> _WORK INSTRUCTIONS_: Carry on the article about visiting LinkedIn profiles, starting right after its final line.

> _TEXT EXCERPT_:
-=-=-
The Tactic: Now You Have Me Right Where I Want You!
When you visit someone’s LinkedIn profile, whether they are a connection or not (and assuming you’re not hiding yourself), the user can see you visited.

To unhide yourself, thus becoming visible to those LI user profiles you visit:

  • Click on your little picture in the upper right, choose Privacy & Settings, select What Others See When You’ve Viewed Their Profile.

Viewed Settings

According to Wayne Breitbarth and Power+Formula’s 2014 report, Who’s Viewed Your Profile remains the #1 feature for the second year running, with 76% of respondents picking it as a favorite feature. With the new filtering ability LinkedIn added several months ago, this feature should remain at the top of the list.

This holds important context because it can be said “To visit someone’s profile means that there is a quantifiable percentage chance that they will click through to look at YOUR profile.” Think about it. That’s the most natural behavior in the world, to check out the person that just checked you out (view back rate). Once you’ve visited someone’s profile, a measurable percentage of the time they also reach out to request connection (follow back rate).

Data AIMCLEAR has gathered hold this out to be true. Between January 4th and January 24:

  • Marty-Weintraub-Insights-LinkedInFrom 1/4 – 1/31
    • I visited 15,775 profiles.
    • 928 users visited my profile for a 5.88% VBR.
    • I accepted 122 new connections, which does not represent all those requesting connection with me. I do not accept connection requests that are not focused to my professional area. Junk connection requests don’t count (Accepted Followback Rate “AFBR”).
    • 13.15% ACBR rate from the 636 view backs.
    • .77% follow back rate of total (15,775) profiles I visited during that time period.
  • LinkedIn-Profile-View-BacksFrom 10/26 – 1-31
    • Between 6.13% & 33.33% follow back rate of those who viewed back.
    • 14.99% average follow back of 1721 view backs.

 

Think of this data in light of users you can identify with the Premium account search filters. After all, LinkedIn Advanced search define the queries of whose profiles I visit. Remember, owners of profiles I visit see my picture, predictably view MY profile back and follow back. Here are a couple of examples including:

  • Title of search
  • The filters used (free and premium)
-=-=-
> _DATA EXCERPT_:
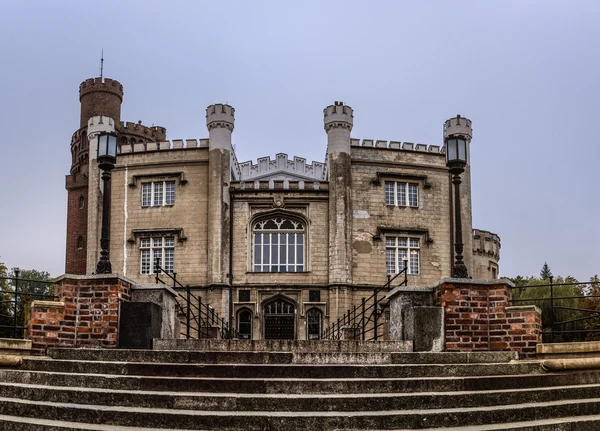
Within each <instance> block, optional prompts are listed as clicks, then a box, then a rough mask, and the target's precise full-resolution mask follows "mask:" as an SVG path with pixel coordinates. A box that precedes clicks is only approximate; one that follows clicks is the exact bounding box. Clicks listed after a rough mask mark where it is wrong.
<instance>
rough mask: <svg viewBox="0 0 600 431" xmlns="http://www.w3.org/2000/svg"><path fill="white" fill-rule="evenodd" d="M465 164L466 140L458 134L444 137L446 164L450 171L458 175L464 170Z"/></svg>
mask: <svg viewBox="0 0 600 431" xmlns="http://www.w3.org/2000/svg"><path fill="white" fill-rule="evenodd" d="M466 164H467V140H466V139H465V138H464V137H462V136H460V135H458V136H450V137H449V138H447V139H446V166H447V167H448V170H449V171H450V173H452V174H453V173H455V172H457V173H458V174H459V175H460V174H462V173H463V172H464V170H465V166H466Z"/></svg>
-=-=-
> _WRITTEN RESPONSE_:
  • A link to the search result (these links to searches won’t work properly for you unless you have a LI sufficient Premium Account to have eight filters.)
  • Screen capture of the search results inside of LI

LinkedIn Premium Search Filters Example One: Inc. 5000 group members, friends of friends (so they see that I’m related to them) and leadership levels. (Remember, if you don’t have the paid filters the URLs won’t filter properly. Because of this there are screen captures of LinkedIn search results in my Premium account.)

https://www.linkedin.com/vsearch/p?trk=federated_advs&rsid=104089361421857753144&orig=FCTD&f_FG=2895057&openFacets=N,G,CC,FG,SE&f_SE=4,5,1,2&f_N=S

LinkedIn Premium Search Filters Example Two: San Francisco Marketing VPs With Digital Savvy & Don’t Work At Agencies

https://www.linkedin.com/vsearch/p?keywords=digital%20-agency&title=marketing&postalCode=94101&openAdvancedForm=true&titleScope=C&locationType=I&countryCode=us&distance=50&f_N=S&f_G=us%3A84&f_TE=4,5&f_SE=4&rsid=104089361420817218641&orig=MDYS

OK, now you know how to get hundreds or thousands of professionally germane LinkedIn users to friend YOU first. Now when you post updates to your LinkedIn profile, more connected LI users will see your content for free. We challenge you. Grow your LinkedIn profile to be in the top 1% of professionals like you, even #1! Now you know what insiders know. The tactics are totally white-hat networking techniques, which simply amplify human nature. We wish you luck in reaching these and other business goals!